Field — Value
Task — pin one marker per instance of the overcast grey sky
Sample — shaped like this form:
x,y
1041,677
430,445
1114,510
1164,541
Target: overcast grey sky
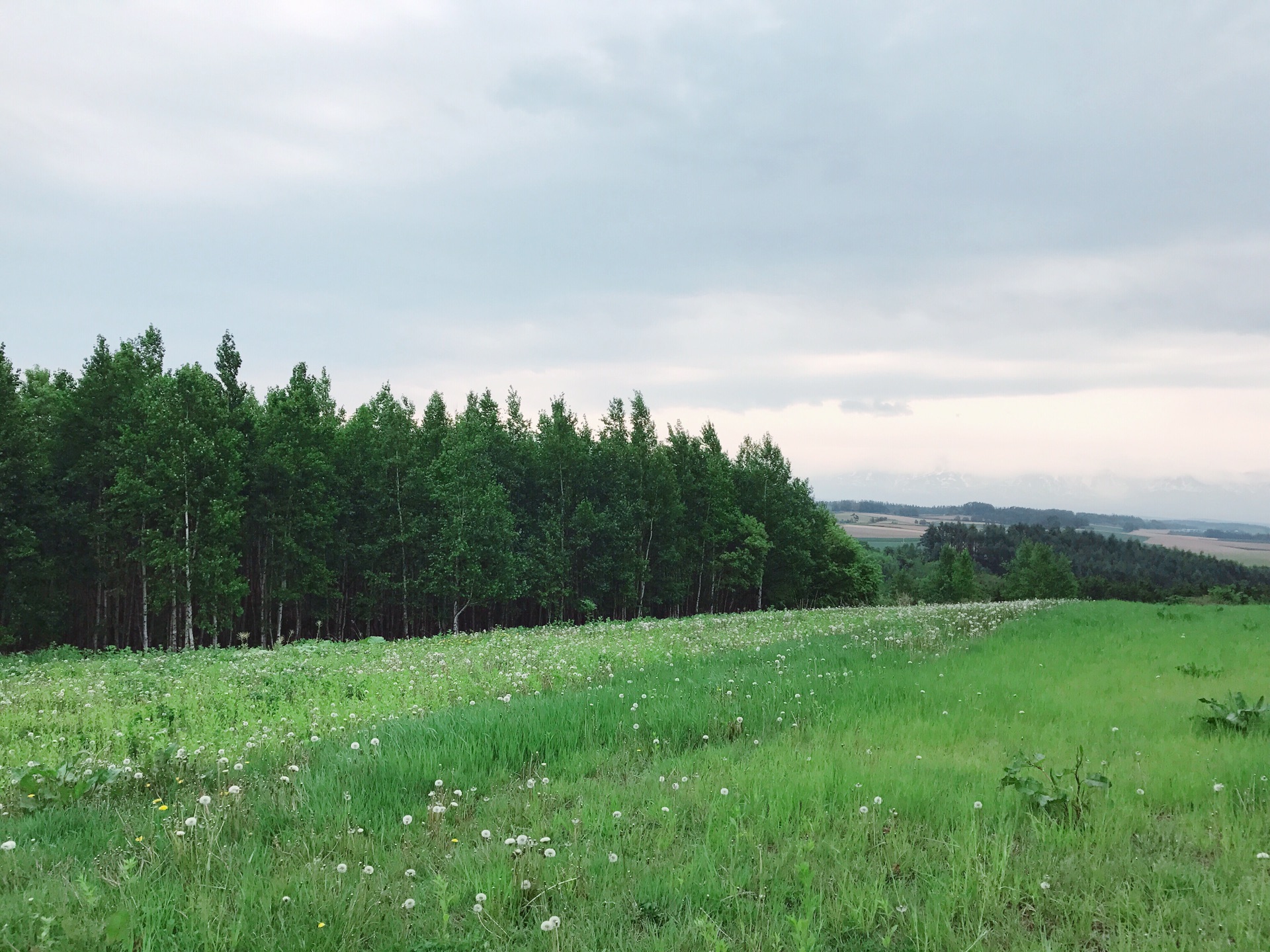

· · · · ·

> [Exercise prompt]: Rewrite the lines above, changing each "overcast grey sky" to "cloudy sky" and leaving everything else as is. Omit the picture.

> [Solved problem]:
Field — Value
Task — pin one marker per instance of the cloudy sky
Sample — shaped like this form:
x,y
1041,677
430,445
1114,510
1164,541
Target: cloudy sky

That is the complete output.